▶ [YOUR TASK] Turn all of the material below into a numbered list, one entry per line, skipping blank lines and leaving out the pictures.

[Start EXTRACTED ENTRIES]

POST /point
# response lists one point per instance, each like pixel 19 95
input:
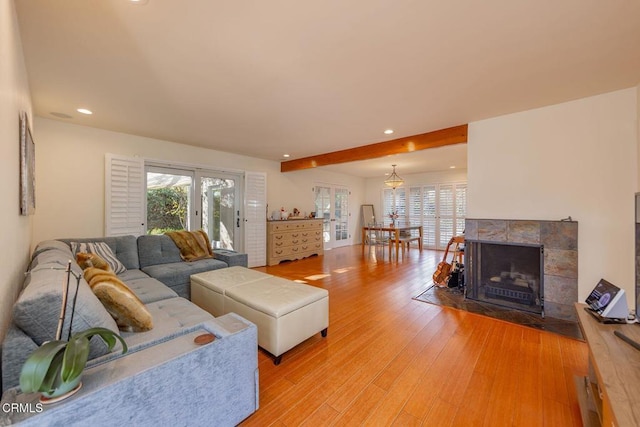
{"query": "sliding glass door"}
pixel 190 199
pixel 332 205
pixel 220 218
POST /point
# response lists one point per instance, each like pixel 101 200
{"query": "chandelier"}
pixel 394 180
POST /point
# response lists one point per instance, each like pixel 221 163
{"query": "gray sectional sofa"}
pixel 165 378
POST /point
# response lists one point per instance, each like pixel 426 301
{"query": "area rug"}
pixel 454 297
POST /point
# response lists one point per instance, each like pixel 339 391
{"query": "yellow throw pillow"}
pixel 121 302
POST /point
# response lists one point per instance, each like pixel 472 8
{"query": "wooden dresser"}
pixel 610 395
pixel 293 239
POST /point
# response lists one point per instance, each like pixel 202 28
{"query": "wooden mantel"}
pixel 438 138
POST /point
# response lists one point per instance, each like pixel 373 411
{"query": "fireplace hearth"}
pixel 527 265
pixel 510 275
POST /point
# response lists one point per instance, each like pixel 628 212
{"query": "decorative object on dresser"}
pixel 291 240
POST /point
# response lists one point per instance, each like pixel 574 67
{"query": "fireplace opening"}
pixel 506 274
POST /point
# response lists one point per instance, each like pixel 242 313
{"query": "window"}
pixel 440 208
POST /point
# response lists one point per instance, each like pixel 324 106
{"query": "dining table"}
pixel 394 234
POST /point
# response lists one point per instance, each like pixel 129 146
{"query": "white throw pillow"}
pixel 103 251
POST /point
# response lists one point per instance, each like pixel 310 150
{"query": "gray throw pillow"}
pixel 37 309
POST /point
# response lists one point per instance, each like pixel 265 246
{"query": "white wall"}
pixel 71 163
pixel 575 159
pixel 15 97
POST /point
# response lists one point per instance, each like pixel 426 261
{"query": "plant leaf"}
pixel 107 335
pixel 52 379
pixel 75 357
pixel 37 365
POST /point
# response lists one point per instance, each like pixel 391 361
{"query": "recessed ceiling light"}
pixel 61 115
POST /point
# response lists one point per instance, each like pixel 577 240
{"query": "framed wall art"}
pixel 27 168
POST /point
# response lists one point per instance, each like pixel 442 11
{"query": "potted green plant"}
pixel 56 367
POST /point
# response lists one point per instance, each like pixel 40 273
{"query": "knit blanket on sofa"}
pixel 193 245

[End EXTRACTED ENTRIES]

▶ [FINAL RESULT]
1. POST /point
2. # response lists one point per instance, each like pixel 19 95
3. input:
4. {"query": "sliding glass door"}
5. pixel 190 199
6. pixel 332 205
7. pixel 220 218
8. POST /point
9. # response lists one point per instance, each like pixel 101 200
10. {"query": "chandelier"}
11. pixel 394 180
12. POST /point
13. # response lists one point per instance, each like pixel 221 163
14. {"query": "gray sectional sofa"}
15. pixel 165 378
16. POST /point
17. # response lists one point per instance, each like pixel 426 301
18. {"query": "area rug"}
19. pixel 454 297
20. POST /point
21. # response lists one point per instance, each like pixel 339 391
22. {"query": "yellow throw pillow"}
23. pixel 121 302
24. POST /point
25. # response lists one point per instance, each like pixel 472 8
26. {"query": "wooden dresser"}
27. pixel 610 395
28. pixel 293 239
29. POST /point
30. # response lists one point per instance, each like pixel 202 28
31. {"query": "wooden mantel"}
32. pixel 438 138
33. POST /point
34. # response lists one point per instance, each like pixel 373 411
35. {"query": "fireplace hearth"}
36. pixel 527 265
37. pixel 510 275
38. POST /point
39. # response lists one point per instance, each like pixel 628 212
40. {"query": "decorative object on dresser"}
41. pixel 291 240
42. POST /point
43. # response lists one point per instance, each like pixel 574 67
44. {"query": "fireplace opening"}
45. pixel 506 274
46. POST /point
47. # response lists one point per instance, each like pixel 242 313
48. {"query": "window"}
49. pixel 440 208
50. POST /point
51. # response lists one point per instance, each like pixel 324 106
52. {"query": "dining table"}
53. pixel 394 234
54. POST /point
55. # response lists one point per instance, each like pixel 129 146
56. {"query": "white throw pillow"}
57. pixel 103 251
58. POST /point
59. # response lists one point per instance, each like pixel 310 150
60. {"query": "gray throw pillow"}
61. pixel 37 309
62. POST /point
63. # response lists one point per instance, each like pixel 265 246
64. {"query": "white wall"}
65. pixel 71 163
66. pixel 575 159
67. pixel 15 97
68. POST /point
69. # response lists one point per instance, each like pixel 426 261
70. {"query": "plant leaf"}
71. pixel 107 335
72. pixel 52 379
73. pixel 75 357
74. pixel 37 365
75. POST /point
76. # response lists one point per instance, each like pixel 391 361
77. {"query": "recessed ceiling light"}
78. pixel 61 115
79. POST /point
80. # response lists one point per instance, each like pixel 577 240
81. {"query": "framed wall art"}
82. pixel 27 168
83. POST /point
84. # response lists one point per instance, each like pixel 442 11
85. {"query": "potted green plant"}
86. pixel 56 367
87. POST /point
88. # response lists one point per instance, each like pixel 40 273
89. {"query": "knit blanket on sofa"}
90. pixel 193 245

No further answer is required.